++++ 本文の抜粋
拒食症と代謝異常の関係

2020年9月6日
The National Institute of Mental Health
食事を拒否し劇やせする拒食症は、死もあり得る深刻な心の病気です。治療は主に心の部分に焦点をあてるが、今の所、結果は満足行くものではない。
今回の研究で、拒食症を引き起こす遺伝子変異は、代謝にも重要な役割をしているのが分かった。

研究では、ゲノムの中の遺伝子座と呼ばれる部位の一塩基多型変異を調査した。ブリーク等は、8つの遺伝子座で拒食症を起こすであろう変異を発見した。興味深いのは、拒食症遺伝子変異は他の心の病気を引き起こす遺伝子変異と似ていた事と、代謝に影響を与えている事であった。

拒食症に関連する一塩基多型変異は、強迫行為や鬱病、不安症、統合失調症と似ていた。これは臨床観察や疫学調査とも一致している。彼らは、不安症、鬱病を併発し易い傾向にもあるのだ。また、遺伝子変異は、体脂肪を少なくし、肥満度を下げると同時に、肉体運動を活発にする遺伝子変異でもあった。

拒食症遺伝子は、インシュリン抵抗性、空腹時インスリン値に関連する遺伝子や、2型糖尿病を引き起こす遺伝子と似ていた。例えば、2型糖尿病のリスクを下げる遺伝子は、拒食症の発症のリスクを上げていた。

これ等の結果から、拒食症を引き起こす遺伝子変異は、体の代謝にも影響を与えているのが分かった。
拒食症の患者は十分な食事をしても、健康的肥満度の維持が難しい場合が多い。ここからも遺伝子による代謝異常が考えられる。
以上から、拒食症の治療には心の治療ばかりでなく、代謝の部分にも注意を払う必要がありそうだ。
++++++++
++++ 集めた資料
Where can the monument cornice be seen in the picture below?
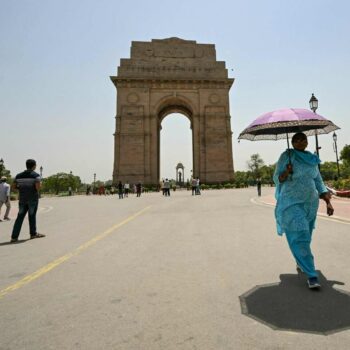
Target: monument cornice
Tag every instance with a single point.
++++++++
課題のねらい:
上の拒食症と代謝の記事を読んで、次の問いに答えてください。
(a) 拒食症を起こすであろう変異は、いくつの遺伝子座で見つかりましたか。
(b) 拒食症に関連する一塩基多型変異は、何と似ていましたか。
(c) 2型糖尿病のリスクを下げる遺伝子は、拒食症の発症のリスクをどうしていましたか。

課題の答え:
(a) 8つの遺伝子座です。
(b) 強迫行為、鬱病、不安症、統合失調症です。
(c) 上げていました。